--- What the exercise asks ---
Carry the analysis of the film The Green Berets, shown below, forward from its last sentence with another paragraph in the same style.

--- Document ---
════════════════

In a further attempt to detract from the morally troubling side of US participation in the Vietnam War, the movie draws back to the consumer familiar realm of family dynamics by displaying several examples of patriarchal relationships between paternal US soldiers and infantilised Vietnamese. With main character Colonel Kirby—played by John Wayne himself—and the orphan boy Hamchunk, the movie posits the ultimate patriarch and the ultimate child to reinforce the power imbalance between the two nations. Hamchunk, a young Vietnamese boy who lives in the US base camp, embodies the “child symbolism” (Slotkin 522) in which the Vietnamese population is depicted as “orphaned children who have luckily fallen into the paternal care of the paragon of strong American men” (ibid.). The Green Berets show several patriarchal gestures throughout the movie, such as the pinch of a cheek or the distribution of candies to Vietnamese children. At the end of the movie Colonel Kirby adopts Hamchunk and reassures the child’s worries about the future saying, “You let me worry about that, Green Beret. You’re what this war is all about.”

════════════════

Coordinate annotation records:

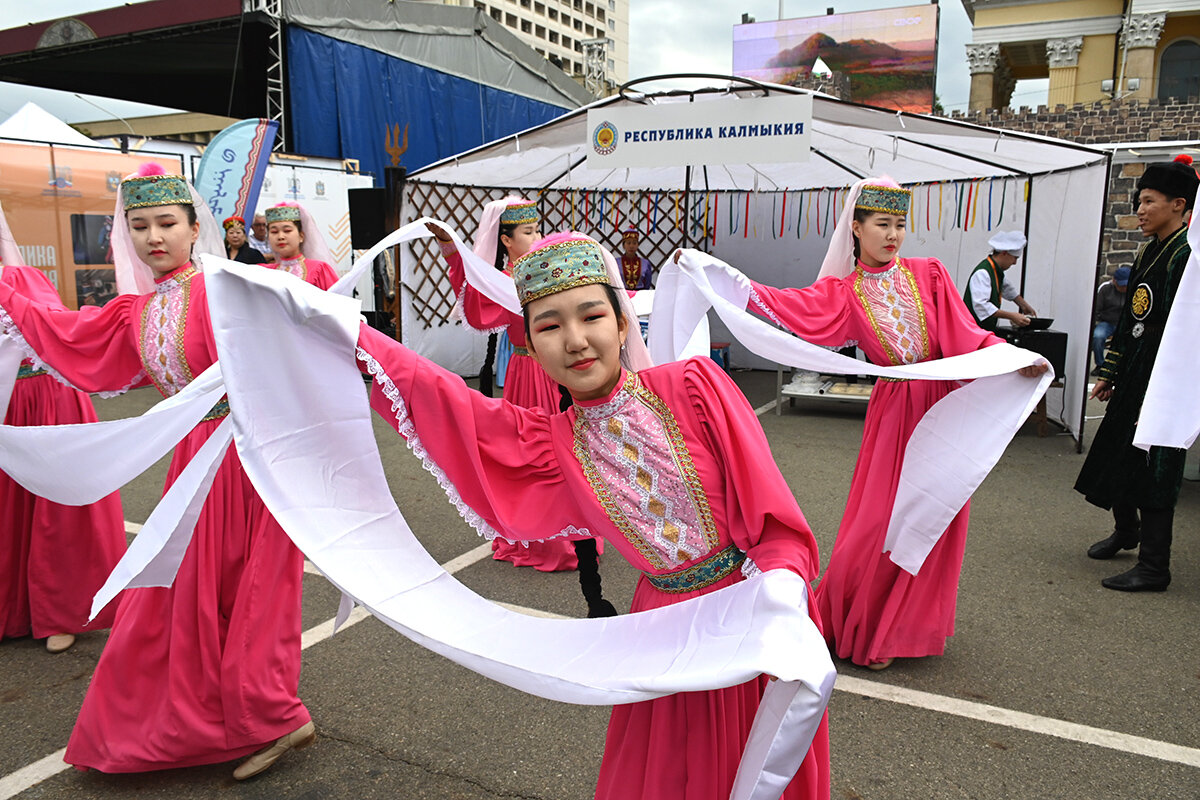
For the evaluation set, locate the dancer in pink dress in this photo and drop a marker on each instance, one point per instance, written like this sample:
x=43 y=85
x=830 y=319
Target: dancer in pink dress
x=669 y=463
x=508 y=228
x=53 y=558
x=898 y=311
x=298 y=245
x=207 y=669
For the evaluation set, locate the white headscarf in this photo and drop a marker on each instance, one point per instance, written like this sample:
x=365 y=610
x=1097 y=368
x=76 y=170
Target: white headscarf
x=135 y=276
x=313 y=246
x=9 y=251
x=839 y=259
x=487 y=234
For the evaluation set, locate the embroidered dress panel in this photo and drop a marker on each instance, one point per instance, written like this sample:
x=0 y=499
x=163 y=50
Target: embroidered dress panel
x=295 y=266
x=639 y=465
x=163 y=320
x=893 y=306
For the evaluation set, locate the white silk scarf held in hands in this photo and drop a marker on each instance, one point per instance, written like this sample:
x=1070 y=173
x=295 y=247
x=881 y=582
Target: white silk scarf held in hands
x=952 y=449
x=317 y=468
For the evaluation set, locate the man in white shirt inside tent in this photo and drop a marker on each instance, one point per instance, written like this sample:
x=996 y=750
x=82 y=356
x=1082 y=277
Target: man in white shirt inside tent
x=988 y=287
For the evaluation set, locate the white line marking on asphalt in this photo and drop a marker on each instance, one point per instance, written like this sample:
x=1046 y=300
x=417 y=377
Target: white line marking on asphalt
x=28 y=776
x=1123 y=743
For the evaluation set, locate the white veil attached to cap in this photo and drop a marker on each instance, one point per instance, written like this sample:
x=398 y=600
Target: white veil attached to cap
x=135 y=276
x=839 y=259
x=9 y=251
x=487 y=234
x=313 y=246
x=634 y=354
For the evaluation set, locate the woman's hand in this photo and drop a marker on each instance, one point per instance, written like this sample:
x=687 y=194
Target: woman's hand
x=1102 y=391
x=439 y=232
x=1035 y=370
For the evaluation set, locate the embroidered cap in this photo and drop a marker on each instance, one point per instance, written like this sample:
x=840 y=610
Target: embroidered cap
x=558 y=263
x=282 y=212
x=885 y=199
x=153 y=186
x=520 y=214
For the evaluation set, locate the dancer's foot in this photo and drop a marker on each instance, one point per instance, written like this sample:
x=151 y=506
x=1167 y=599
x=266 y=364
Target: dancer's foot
x=59 y=642
x=301 y=737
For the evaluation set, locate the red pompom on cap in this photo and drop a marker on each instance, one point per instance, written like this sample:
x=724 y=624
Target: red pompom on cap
x=150 y=168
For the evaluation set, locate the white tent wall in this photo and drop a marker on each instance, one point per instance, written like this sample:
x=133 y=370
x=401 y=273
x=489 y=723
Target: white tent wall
x=940 y=158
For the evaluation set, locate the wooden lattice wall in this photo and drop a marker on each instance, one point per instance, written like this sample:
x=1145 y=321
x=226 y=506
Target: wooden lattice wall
x=659 y=216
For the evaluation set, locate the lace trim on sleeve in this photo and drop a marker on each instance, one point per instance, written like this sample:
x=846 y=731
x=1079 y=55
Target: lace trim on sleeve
x=756 y=299
x=408 y=431
x=9 y=328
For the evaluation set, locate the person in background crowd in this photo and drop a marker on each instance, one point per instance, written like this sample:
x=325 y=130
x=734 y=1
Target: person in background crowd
x=208 y=669
x=53 y=558
x=299 y=247
x=988 y=286
x=257 y=238
x=1141 y=487
x=1109 y=300
x=635 y=270
x=237 y=248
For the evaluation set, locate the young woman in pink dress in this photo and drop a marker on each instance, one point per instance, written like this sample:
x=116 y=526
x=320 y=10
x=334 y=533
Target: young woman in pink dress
x=667 y=463
x=53 y=558
x=508 y=228
x=898 y=311
x=298 y=245
x=204 y=671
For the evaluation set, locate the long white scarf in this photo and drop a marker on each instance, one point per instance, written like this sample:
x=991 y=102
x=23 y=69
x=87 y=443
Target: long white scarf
x=952 y=449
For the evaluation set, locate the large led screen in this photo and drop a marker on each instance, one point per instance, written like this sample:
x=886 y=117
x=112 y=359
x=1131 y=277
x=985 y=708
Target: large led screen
x=889 y=55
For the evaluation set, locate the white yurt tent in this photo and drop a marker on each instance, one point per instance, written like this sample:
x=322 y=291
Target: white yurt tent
x=773 y=221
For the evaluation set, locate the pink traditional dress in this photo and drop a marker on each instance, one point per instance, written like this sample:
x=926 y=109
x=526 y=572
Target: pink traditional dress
x=526 y=384
x=901 y=313
x=207 y=669
x=673 y=469
x=53 y=558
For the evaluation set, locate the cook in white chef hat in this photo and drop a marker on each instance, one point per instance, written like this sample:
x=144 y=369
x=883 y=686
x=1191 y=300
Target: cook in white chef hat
x=1008 y=241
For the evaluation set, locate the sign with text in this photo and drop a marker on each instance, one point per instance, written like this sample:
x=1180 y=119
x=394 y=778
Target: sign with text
x=727 y=131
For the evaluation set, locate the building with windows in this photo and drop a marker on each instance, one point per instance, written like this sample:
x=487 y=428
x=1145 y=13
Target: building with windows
x=569 y=31
x=1090 y=49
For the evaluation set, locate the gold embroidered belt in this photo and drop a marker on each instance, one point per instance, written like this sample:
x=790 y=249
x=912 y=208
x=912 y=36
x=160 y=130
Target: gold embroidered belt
x=219 y=411
x=27 y=371
x=705 y=573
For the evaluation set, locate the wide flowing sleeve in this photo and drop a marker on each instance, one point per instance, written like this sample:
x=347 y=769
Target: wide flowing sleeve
x=819 y=313
x=94 y=349
x=497 y=462
x=479 y=312
x=957 y=331
x=765 y=518
x=321 y=274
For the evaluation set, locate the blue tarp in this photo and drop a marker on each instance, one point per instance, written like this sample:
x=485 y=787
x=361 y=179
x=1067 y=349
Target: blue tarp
x=346 y=97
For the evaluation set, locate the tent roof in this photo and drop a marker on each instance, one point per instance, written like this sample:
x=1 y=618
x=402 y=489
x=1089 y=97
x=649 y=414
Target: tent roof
x=35 y=124
x=849 y=142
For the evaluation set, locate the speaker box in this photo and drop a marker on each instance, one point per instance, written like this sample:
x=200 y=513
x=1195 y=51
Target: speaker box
x=1049 y=344
x=367 y=216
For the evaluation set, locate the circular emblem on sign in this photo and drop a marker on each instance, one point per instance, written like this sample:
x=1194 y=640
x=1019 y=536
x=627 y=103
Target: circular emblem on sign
x=1143 y=301
x=604 y=138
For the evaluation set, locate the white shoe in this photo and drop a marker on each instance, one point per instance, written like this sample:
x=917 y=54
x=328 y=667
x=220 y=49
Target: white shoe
x=59 y=642
x=301 y=737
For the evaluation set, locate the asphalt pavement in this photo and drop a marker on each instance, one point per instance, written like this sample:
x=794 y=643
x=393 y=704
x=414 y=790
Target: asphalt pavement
x=1051 y=686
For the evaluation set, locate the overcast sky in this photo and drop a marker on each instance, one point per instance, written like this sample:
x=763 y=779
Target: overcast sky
x=666 y=36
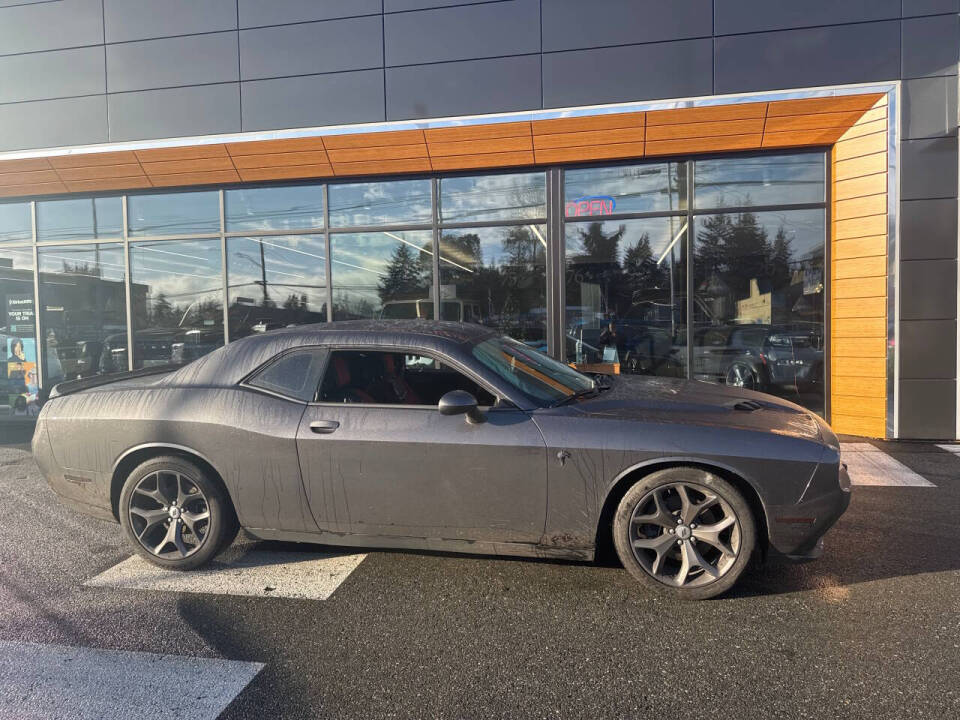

════════════════

--- The output ---
“You’re what this war is all about” is meant to convince US spectators that the war is a necessary enterprise to save Vietnam, a country of endangered children, from the attacks of vicious VC who are as barbarous as the stereotypical native. It seeks to validate America’s ostensible objectives of civilising the savage and protecting the weak. Kirby’s statement might be true, but due to different reasons. As the close-reading of The Green Berets suggests, the Vietnam War is not about America’s mission to protect innocent children in foreign lands, rather, it is about colonialist representational strategies of infantilisation and othering that are used to conceal imperial practices and the replacement of indigenous culture. The infantilisation of the Vietnamese noble savage “justifies guardianship, patronage by the adult, more enlightened, rational West” (Adnan 33). It puts the Vietnam War into a family context, in which the paternal West finds itself called upon to raise the lost children of the East in the ever-stretching expanse of an ‘imperial home’ (ibid.).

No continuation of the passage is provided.